- **Request A**: Print the section of the lawn article that begins at the words "Simply mowing properly" and stops after "Bermuda will win.", with nothing changed.

In Houston, the vast majority of lawns are of the St. Augustine variety, although there are also some Bermuda-based and Zoysia lawns, too.
Most St. Augustine yards have bits and pieces of Bermuda mixed in, but some are overwhelmed by it. In fact, following the January freeze, some people have found they have more Bermuda grass than ever before.
One way of removing Bermuda is to kill it, till it, and replace it with new sod. But that's usually just for extreme cases ... where the Bermuda has grown to be absolutely solid. Still, if you want to start over, you should follow the rules in our Kill-Till-Fill-Sod Tip Sheet.
In most cases, though ... where there is a mix of Bermuda and St. Augustine ... cultural practices will help St. Augustine win the battle.
Simply mowing properly is the answer 90 percent of the time. If you mow as tall as your mower will allow, the St. Augustine will almost always crowd out the Bermuda. Conversely, if you want to accelerate the Bermuda, mow shorter and more often — then the Bermuda will win.
The reason for mowing taller? Bermuda can't grow in shade, and taller St. Augustine will shade the slower-growing Bermuda. Yes, you still have to mow once a week, and if your neighbors don't come up to your level, it is going to look like you don't mow at all. However, I promise your lawn will be a richer green with a thicker texture than your shorter-cutting neighbors. I call this the "Bring Your Neighbor Up to Your Level" challenge.

- **Data provided**:
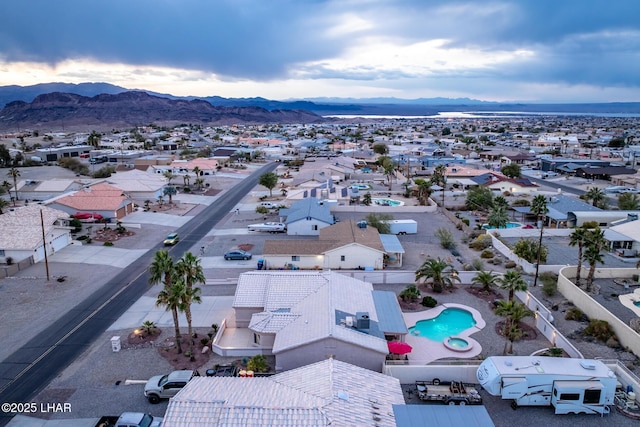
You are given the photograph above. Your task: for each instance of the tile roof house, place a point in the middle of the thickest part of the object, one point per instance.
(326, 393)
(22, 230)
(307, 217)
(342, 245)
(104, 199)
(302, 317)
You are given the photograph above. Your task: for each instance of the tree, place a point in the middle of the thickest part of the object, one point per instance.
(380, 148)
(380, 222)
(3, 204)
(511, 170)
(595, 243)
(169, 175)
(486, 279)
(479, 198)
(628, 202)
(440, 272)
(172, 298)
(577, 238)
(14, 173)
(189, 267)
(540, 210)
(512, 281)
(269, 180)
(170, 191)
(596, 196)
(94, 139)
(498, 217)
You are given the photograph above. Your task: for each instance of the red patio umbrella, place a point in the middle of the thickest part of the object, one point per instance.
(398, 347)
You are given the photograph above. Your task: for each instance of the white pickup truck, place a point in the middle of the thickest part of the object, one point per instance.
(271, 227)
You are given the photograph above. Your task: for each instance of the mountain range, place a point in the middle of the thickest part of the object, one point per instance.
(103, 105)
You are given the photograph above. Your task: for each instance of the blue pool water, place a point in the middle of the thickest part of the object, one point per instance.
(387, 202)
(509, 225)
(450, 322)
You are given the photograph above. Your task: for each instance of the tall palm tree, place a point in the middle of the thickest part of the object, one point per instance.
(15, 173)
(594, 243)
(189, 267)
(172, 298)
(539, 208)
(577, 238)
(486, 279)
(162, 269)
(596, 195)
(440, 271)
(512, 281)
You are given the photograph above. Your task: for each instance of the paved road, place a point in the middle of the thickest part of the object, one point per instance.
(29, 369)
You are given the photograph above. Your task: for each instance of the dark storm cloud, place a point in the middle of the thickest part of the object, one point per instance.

...

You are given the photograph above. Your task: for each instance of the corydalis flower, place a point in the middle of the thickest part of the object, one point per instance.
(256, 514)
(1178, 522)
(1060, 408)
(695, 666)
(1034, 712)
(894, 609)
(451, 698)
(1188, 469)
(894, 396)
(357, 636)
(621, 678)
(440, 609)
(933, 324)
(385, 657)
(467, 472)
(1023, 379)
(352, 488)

- **Request B**: Report every line in the entries that contains the word "flower".

- **Full solution A**:
Simply mowing properly is the answer 90 percent of the time. If you mow as tall as your mower will allow, the St. Augustine will almost always crowd out the Bermuda. Conversely, if you want to accelerate the Bermuda, mow shorter and more often — then the Bermuda will win.

- **Full solution B**:
You are given the photograph above. Your task: for each instance of the corydalis flower, place a point in the middle of the thickest part of the object, one point per instance.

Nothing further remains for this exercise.